Natural-language object grounding data

================

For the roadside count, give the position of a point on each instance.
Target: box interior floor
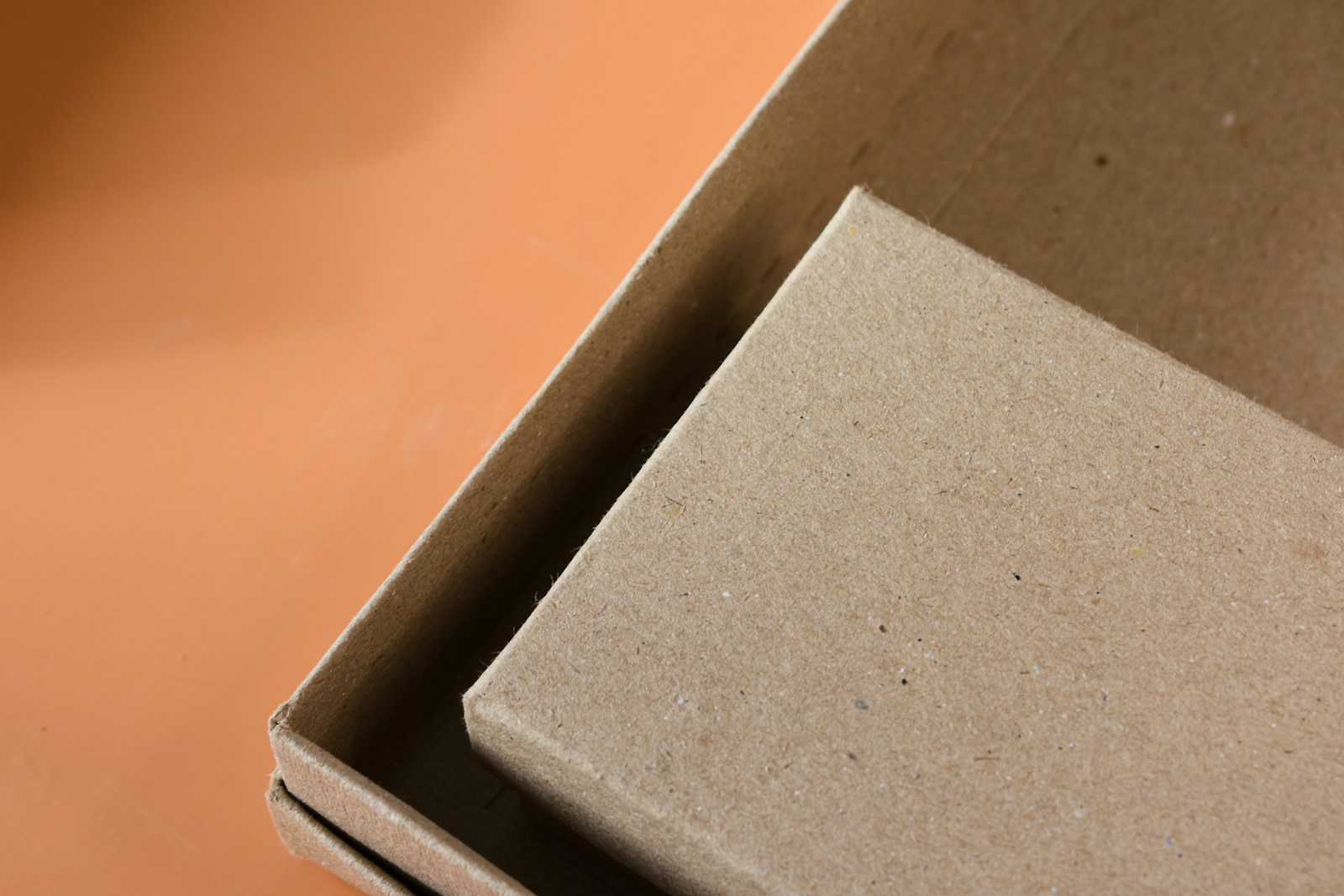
(1173, 168)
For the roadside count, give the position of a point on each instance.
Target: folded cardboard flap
(944, 584)
(308, 837)
(1086, 145)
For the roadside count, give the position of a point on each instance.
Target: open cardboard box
(1173, 168)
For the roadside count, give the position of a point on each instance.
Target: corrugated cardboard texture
(942, 584)
(1216, 242)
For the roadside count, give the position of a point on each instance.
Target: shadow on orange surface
(272, 280)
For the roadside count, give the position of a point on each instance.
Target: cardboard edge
(327, 788)
(675, 862)
(307, 837)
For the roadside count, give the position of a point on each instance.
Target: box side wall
(308, 837)
(382, 824)
(716, 264)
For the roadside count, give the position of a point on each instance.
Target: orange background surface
(273, 275)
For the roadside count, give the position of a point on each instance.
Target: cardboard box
(936, 587)
(1173, 168)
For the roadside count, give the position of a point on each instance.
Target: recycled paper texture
(945, 584)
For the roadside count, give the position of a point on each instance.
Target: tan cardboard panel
(942, 584)
(981, 117)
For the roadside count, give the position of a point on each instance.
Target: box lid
(944, 582)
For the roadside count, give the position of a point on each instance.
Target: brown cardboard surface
(983, 118)
(942, 584)
(311, 839)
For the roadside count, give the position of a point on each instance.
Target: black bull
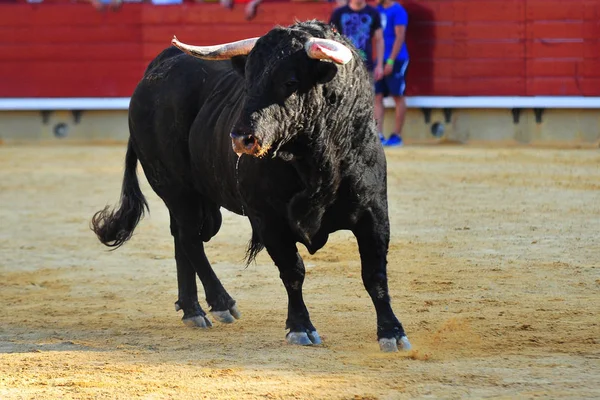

================

● **What to do**: Excluding the pictures, retype the line containing "Target: cardboard box" and all lines after it down to the end of the data above.

● **Exercise output**:
Target: cardboard box
(936, 587)
(1173, 168)
For the roadside count, give the position of a point on each instance.
Target: recycled paper texture
(945, 584)
For the roadside count, give the position of a point on each instance.
Target: tan cardboard panel
(942, 584)
(981, 117)
For the roadside count, give the position of a point on each instance.
Target: box lid
(944, 582)
For the roadside count, give the position of a point on each instance.
Target: brown cardboard surface
(983, 118)
(942, 584)
(311, 839)
For the roadside count, give the position of a point on each instance.
Target: black bull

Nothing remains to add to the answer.